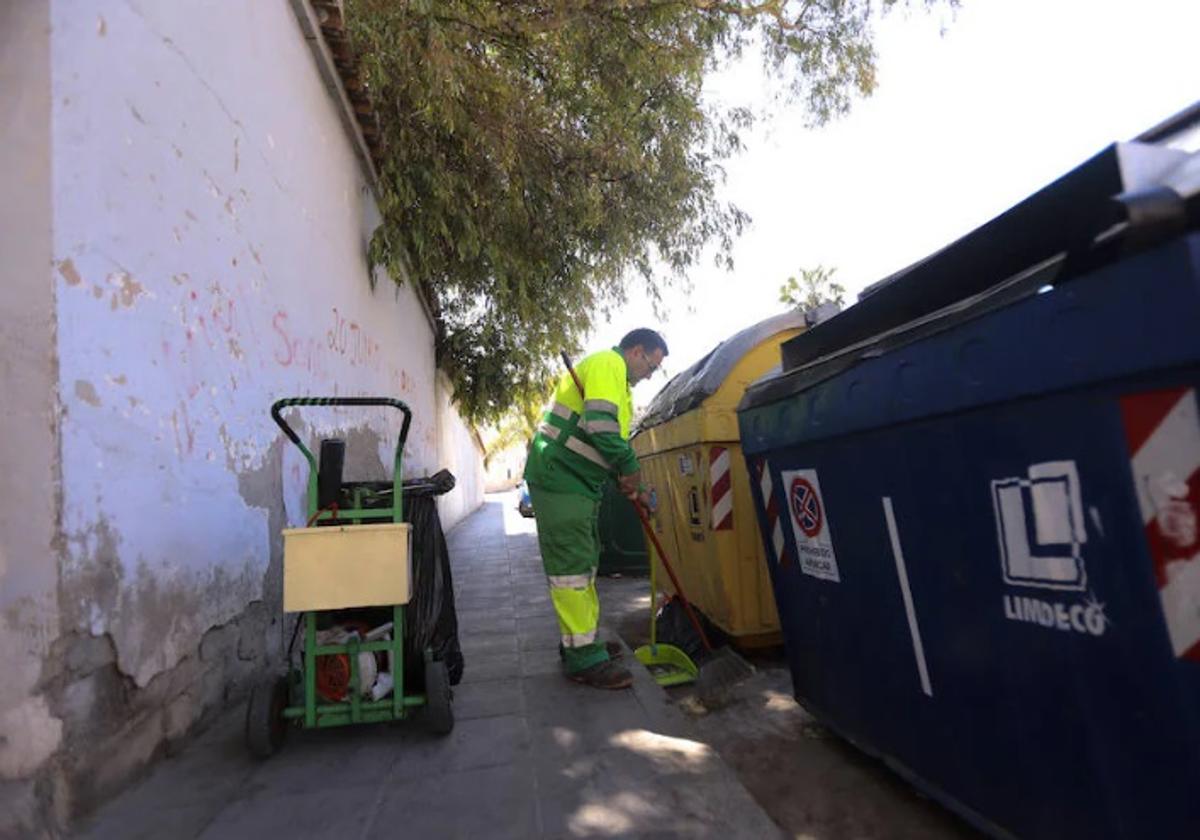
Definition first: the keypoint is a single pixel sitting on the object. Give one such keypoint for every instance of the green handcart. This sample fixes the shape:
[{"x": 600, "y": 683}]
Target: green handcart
[{"x": 345, "y": 561}]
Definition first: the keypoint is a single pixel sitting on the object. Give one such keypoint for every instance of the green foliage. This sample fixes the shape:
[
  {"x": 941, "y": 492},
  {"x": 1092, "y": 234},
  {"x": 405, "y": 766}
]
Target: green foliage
[
  {"x": 813, "y": 288},
  {"x": 540, "y": 155}
]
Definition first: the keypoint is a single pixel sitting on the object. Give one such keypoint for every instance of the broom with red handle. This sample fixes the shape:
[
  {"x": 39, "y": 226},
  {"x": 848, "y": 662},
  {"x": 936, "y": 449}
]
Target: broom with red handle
[{"x": 723, "y": 667}]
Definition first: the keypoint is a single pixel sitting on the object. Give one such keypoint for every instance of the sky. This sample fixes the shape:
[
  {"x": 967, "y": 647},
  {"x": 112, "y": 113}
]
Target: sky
[{"x": 975, "y": 109}]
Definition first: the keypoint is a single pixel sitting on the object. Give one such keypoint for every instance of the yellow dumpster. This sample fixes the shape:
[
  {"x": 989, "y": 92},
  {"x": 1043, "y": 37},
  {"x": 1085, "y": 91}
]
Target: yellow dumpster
[{"x": 690, "y": 451}]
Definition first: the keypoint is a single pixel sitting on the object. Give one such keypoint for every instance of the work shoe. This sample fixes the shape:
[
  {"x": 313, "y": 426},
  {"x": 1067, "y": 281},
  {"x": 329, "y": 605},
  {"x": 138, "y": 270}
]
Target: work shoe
[{"x": 606, "y": 675}]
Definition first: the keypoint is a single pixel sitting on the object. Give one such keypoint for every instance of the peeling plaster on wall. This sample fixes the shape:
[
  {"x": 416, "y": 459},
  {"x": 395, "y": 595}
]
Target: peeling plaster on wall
[
  {"x": 207, "y": 256},
  {"x": 29, "y": 622},
  {"x": 244, "y": 283}
]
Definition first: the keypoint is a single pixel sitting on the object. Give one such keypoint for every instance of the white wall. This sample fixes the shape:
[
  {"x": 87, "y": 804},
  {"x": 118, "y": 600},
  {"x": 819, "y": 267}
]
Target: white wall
[
  {"x": 29, "y": 621},
  {"x": 210, "y": 241},
  {"x": 184, "y": 241},
  {"x": 461, "y": 454}
]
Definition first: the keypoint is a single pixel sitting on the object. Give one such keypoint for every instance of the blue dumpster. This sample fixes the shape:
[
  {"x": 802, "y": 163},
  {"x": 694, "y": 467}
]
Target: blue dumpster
[{"x": 981, "y": 511}]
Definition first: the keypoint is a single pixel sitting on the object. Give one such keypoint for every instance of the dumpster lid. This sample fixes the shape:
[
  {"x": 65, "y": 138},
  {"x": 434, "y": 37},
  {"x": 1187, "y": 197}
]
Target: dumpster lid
[
  {"x": 1061, "y": 217},
  {"x": 1150, "y": 210},
  {"x": 688, "y": 389}
]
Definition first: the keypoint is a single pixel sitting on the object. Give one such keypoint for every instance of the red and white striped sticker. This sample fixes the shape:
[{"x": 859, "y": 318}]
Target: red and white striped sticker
[
  {"x": 720, "y": 484},
  {"x": 773, "y": 522},
  {"x": 1163, "y": 432}
]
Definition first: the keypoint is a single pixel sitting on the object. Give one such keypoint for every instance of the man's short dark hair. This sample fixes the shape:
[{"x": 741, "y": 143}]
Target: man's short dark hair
[{"x": 648, "y": 339}]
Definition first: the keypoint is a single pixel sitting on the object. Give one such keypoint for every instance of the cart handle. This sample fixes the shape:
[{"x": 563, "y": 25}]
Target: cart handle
[{"x": 396, "y": 477}]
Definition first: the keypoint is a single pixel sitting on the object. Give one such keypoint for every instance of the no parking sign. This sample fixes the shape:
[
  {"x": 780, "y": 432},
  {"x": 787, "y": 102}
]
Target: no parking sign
[{"x": 810, "y": 525}]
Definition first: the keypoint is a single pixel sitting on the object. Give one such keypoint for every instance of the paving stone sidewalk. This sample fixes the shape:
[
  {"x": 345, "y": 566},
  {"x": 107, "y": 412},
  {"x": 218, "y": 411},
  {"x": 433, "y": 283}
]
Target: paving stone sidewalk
[{"x": 532, "y": 755}]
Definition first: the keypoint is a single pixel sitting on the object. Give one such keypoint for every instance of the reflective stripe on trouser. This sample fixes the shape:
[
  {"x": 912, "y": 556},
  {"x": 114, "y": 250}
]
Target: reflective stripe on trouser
[{"x": 570, "y": 553}]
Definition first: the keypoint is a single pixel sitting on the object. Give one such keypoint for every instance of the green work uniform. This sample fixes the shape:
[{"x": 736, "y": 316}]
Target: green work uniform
[{"x": 582, "y": 441}]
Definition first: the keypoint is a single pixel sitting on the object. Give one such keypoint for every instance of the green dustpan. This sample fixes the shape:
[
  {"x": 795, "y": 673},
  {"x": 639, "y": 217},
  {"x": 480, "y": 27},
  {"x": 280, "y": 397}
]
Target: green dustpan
[{"x": 667, "y": 664}]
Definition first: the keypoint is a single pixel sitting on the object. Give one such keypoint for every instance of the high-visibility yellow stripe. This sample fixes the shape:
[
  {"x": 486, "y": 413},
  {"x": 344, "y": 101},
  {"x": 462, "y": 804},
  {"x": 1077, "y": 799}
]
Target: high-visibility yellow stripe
[
  {"x": 601, "y": 406},
  {"x": 569, "y": 581},
  {"x": 577, "y": 640},
  {"x": 599, "y": 426},
  {"x": 588, "y": 451},
  {"x": 579, "y": 613}
]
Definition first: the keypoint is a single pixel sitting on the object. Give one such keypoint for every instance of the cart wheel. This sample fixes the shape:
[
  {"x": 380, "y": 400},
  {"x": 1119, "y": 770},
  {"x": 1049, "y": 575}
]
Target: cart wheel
[
  {"x": 265, "y": 726},
  {"x": 438, "y": 712}
]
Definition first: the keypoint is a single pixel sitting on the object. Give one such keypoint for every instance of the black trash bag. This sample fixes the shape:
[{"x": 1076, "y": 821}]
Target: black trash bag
[{"x": 431, "y": 619}]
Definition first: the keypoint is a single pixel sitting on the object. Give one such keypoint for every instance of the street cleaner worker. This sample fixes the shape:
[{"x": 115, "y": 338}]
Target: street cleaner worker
[{"x": 582, "y": 441}]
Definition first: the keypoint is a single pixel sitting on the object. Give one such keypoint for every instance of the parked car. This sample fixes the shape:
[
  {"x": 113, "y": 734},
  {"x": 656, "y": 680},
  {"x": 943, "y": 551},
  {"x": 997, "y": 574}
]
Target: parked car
[{"x": 525, "y": 504}]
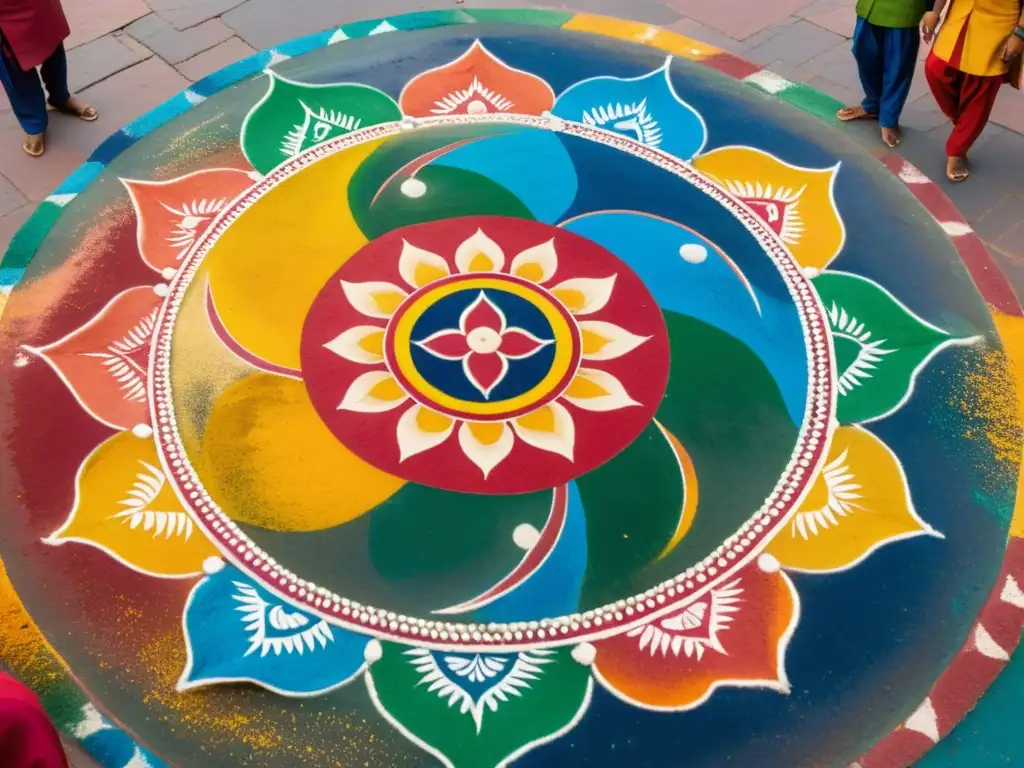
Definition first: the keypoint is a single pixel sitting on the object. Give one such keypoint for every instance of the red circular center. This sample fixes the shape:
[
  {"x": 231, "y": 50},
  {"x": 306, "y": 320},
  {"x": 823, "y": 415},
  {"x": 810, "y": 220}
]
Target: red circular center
[{"x": 506, "y": 364}]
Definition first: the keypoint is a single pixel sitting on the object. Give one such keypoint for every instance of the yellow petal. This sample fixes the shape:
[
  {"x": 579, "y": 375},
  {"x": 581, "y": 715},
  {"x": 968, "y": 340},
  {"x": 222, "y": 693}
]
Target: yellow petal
[
  {"x": 269, "y": 461},
  {"x": 859, "y": 502},
  {"x": 125, "y": 506},
  {"x": 797, "y": 203},
  {"x": 267, "y": 267}
]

--

Without including any pictures, please restate all the records exactly.

● **OUTPUT FOR THIS EXERCISE**:
Definition first: the keypoint is a single pixel sitting on the object. Give one such keypoint for every instance of the green handcart. This sample fixes the shape:
[{"x": 600, "y": 683}]
Target: green handcart
[{"x": 345, "y": 561}]
Definition first: the keypoint is a single pixel sitting on the object. Give one such keypoint for every instance of the green foliage. This sample fixes the shape:
[
  {"x": 941, "y": 492},
  {"x": 1092, "y": 234},
  {"x": 405, "y": 766}
]
Target: green foliage
[
  {"x": 813, "y": 288},
  {"x": 540, "y": 155}
]
Definition first: the keypoint is a single pixel sitting on the object. Give one such keypoint for every instance of the broom with red handle. This sample fixes the shape:
[
  {"x": 39, "y": 226},
  {"x": 848, "y": 662},
  {"x": 936, "y": 449}
]
Target: broom with red handle
[{"x": 723, "y": 667}]
Definition first: the keypoint is a single pixel sitting on the object. Give one such keypoint for every instance of the sky. This sample fixes the shape:
[
  {"x": 967, "y": 647},
  {"x": 112, "y": 113}
]
Target: sky
[{"x": 975, "y": 109}]
Definition first: the keypoint is a single pixel sitting on the object. Give one such keypoint for every instance of the yellow dumpster. This sample fixes the shape:
[
  {"x": 989, "y": 92},
  {"x": 1043, "y": 37},
  {"x": 1085, "y": 91}
]
Target: yellow dumpster
[{"x": 690, "y": 451}]
Definition first: the keypoint is a single pixel sitting on the object. Give one such keypoint for every instance of the work shoe. This sample fixes the shape:
[
  {"x": 313, "y": 426},
  {"x": 1067, "y": 281},
  {"x": 329, "y": 605},
  {"x": 138, "y": 270}
]
Target: work shoe
[{"x": 606, "y": 675}]
Definition first: the keypoint is a single pixel sitting on the object. Give one such keypoint for every instance of the peeling plaster on wall. This sample fixes the shape:
[
  {"x": 416, "y": 459},
  {"x": 395, "y": 595}
]
Target: peeling plaster on wall
[
  {"x": 207, "y": 256},
  {"x": 29, "y": 622},
  {"x": 244, "y": 283}
]
Definition first: the keypoint is a single pixel sitting on the object. Give one such keypoint for every instance of the white wall. This sample fixes the shape:
[
  {"x": 87, "y": 804},
  {"x": 118, "y": 600},
  {"x": 819, "y": 267}
]
Target: white wall
[
  {"x": 29, "y": 621},
  {"x": 210, "y": 241},
  {"x": 184, "y": 241},
  {"x": 461, "y": 454}
]
Definition first: the keypoint is a single pixel sitting on the object. Give one such keypoint for every instance of the blue dumpster. This sample fixes the shape:
[
  {"x": 802, "y": 163},
  {"x": 694, "y": 467}
]
Target: blue dumpster
[{"x": 981, "y": 511}]
Definition first: the keypoint is a single pixel sitting on the object. Give one such keypoint for every instance of the dumpster lid. This sample fixes the shape:
[
  {"x": 65, "y": 138},
  {"x": 434, "y": 37},
  {"x": 1187, "y": 197}
]
Target: dumpster lid
[
  {"x": 1061, "y": 217},
  {"x": 1150, "y": 210},
  {"x": 688, "y": 389}
]
Definition first: the keypoint is a single pixel sitting on the object. Give one such keypoint for every instance of the red and white striped sticker. This sample fixes the shape:
[{"x": 859, "y": 318}]
Target: red and white striped sticker
[
  {"x": 720, "y": 484},
  {"x": 773, "y": 522},
  {"x": 1163, "y": 432}
]
Definition first: the keypoint is a single pixel sitting on the object. Give one such keypoint for every instance of the man's short dark hair. This sample fixes the shape:
[{"x": 741, "y": 143}]
Target: man's short dark hair
[{"x": 648, "y": 339}]
Definition first: the keypoint is a single pixel sitting on the object. Give one such keypoint for every instance of the cart handle. This sample fixes the shape:
[{"x": 563, "y": 25}]
Target: cart handle
[{"x": 396, "y": 477}]
Definition first: the keypoint is a single pixel sitting on the object. Give one such keypoint for every instance of the no parking sign. This sample fixes the shape:
[
  {"x": 780, "y": 432},
  {"x": 787, "y": 102}
]
Target: no parking sign
[{"x": 810, "y": 525}]
Definition first: the keypoint is a single pixel sitting on the object. Give one such keypoint for every instance of the paving stone sidewalk. This sample fixes the shape:
[
  {"x": 345, "y": 566},
  {"x": 107, "y": 412},
  {"x": 218, "y": 411},
  {"x": 433, "y": 283}
]
Target: paving stone sidewalk
[{"x": 532, "y": 755}]
Definition first: the keypoint is a single pixel sitting on the object. Give one such keypoint for every instance of the reflective stripe on trouser. This sample fixes the shape:
[
  {"x": 912, "y": 556},
  {"x": 114, "y": 250}
]
Target: reflective stripe on trouser
[{"x": 570, "y": 553}]
Definition first: the keypoint is a single pixel sitting on the object. Give one such keypoint for every instance of the green work uniform. This sample fixes the shape:
[{"x": 736, "y": 316}]
Target: green work uniform
[{"x": 582, "y": 441}]
Definition first: the keypoint is a single pixel sitting on the object. Give one such keypoint for every instance of the green dustpan. This sample fixes the shape:
[
  {"x": 795, "y": 673},
  {"x": 639, "y": 217},
  {"x": 480, "y": 27},
  {"x": 280, "y": 397}
]
Target: green dustpan
[{"x": 667, "y": 664}]
Definition first: the keypoint is a single pixel sitting on the object. Give one such keypoint for every instance of the high-visibility yellow stripe. This sample fixes the shape:
[
  {"x": 486, "y": 413},
  {"x": 344, "y": 101},
  {"x": 462, "y": 804},
  {"x": 1077, "y": 799}
]
Target: high-visibility yellow stripe
[
  {"x": 601, "y": 406},
  {"x": 569, "y": 581},
  {"x": 577, "y": 640},
  {"x": 599, "y": 426},
  {"x": 588, "y": 451},
  {"x": 579, "y": 613}
]
Definition first: the keypoint is a single pixel sitting on the object. Give one such keypoint for every instance of the cart wheel. This sample fixes the shape:
[
  {"x": 380, "y": 400},
  {"x": 1119, "y": 770},
  {"x": 1049, "y": 575}
]
Target: cart wheel
[
  {"x": 265, "y": 726},
  {"x": 438, "y": 712}
]
Definition first: the keypoint is a single pixel sitting on the object. Give one such keypoint for every instance of the black trash bag. This sample fixes the shape:
[{"x": 1076, "y": 821}]
Target: black trash bag
[{"x": 431, "y": 619}]
Definition first: the keypoint is a single pixel sitting on the object. Give one such keypoint for every instance of the street cleaner worker. This sample fixes the shape:
[{"x": 115, "y": 338}]
Target: street cleaner worker
[{"x": 582, "y": 441}]
Definition first: the keypoint is a single pixel sitting on the object. Give one such keypoint for every instance of the parked car. This sample fixes the shape:
[
  {"x": 113, "y": 734},
  {"x": 656, "y": 680},
  {"x": 943, "y": 551},
  {"x": 997, "y": 574}
]
Target: parked car
[{"x": 525, "y": 504}]
Definition first: the keypoint is a single pixel sitting on the object. Give one such keypoint for every instance of the red circular center. This sample fixes the shape:
[
  {"x": 231, "y": 50},
  {"x": 306, "y": 320},
  {"x": 823, "y": 415},
  {"x": 810, "y": 220}
]
Target: red circular center
[{"x": 506, "y": 364}]
Definition first: the keypoint is a single pixel sitting on the object. Give one such keypoint for every instance of the yellow petal. This sample fixes the shape:
[
  {"x": 579, "y": 375},
  {"x": 581, "y": 715},
  {"x": 968, "y": 340},
  {"x": 222, "y": 693}
]
Target: yellow petal
[
  {"x": 269, "y": 461},
  {"x": 859, "y": 502},
  {"x": 125, "y": 506},
  {"x": 797, "y": 203},
  {"x": 267, "y": 267}
]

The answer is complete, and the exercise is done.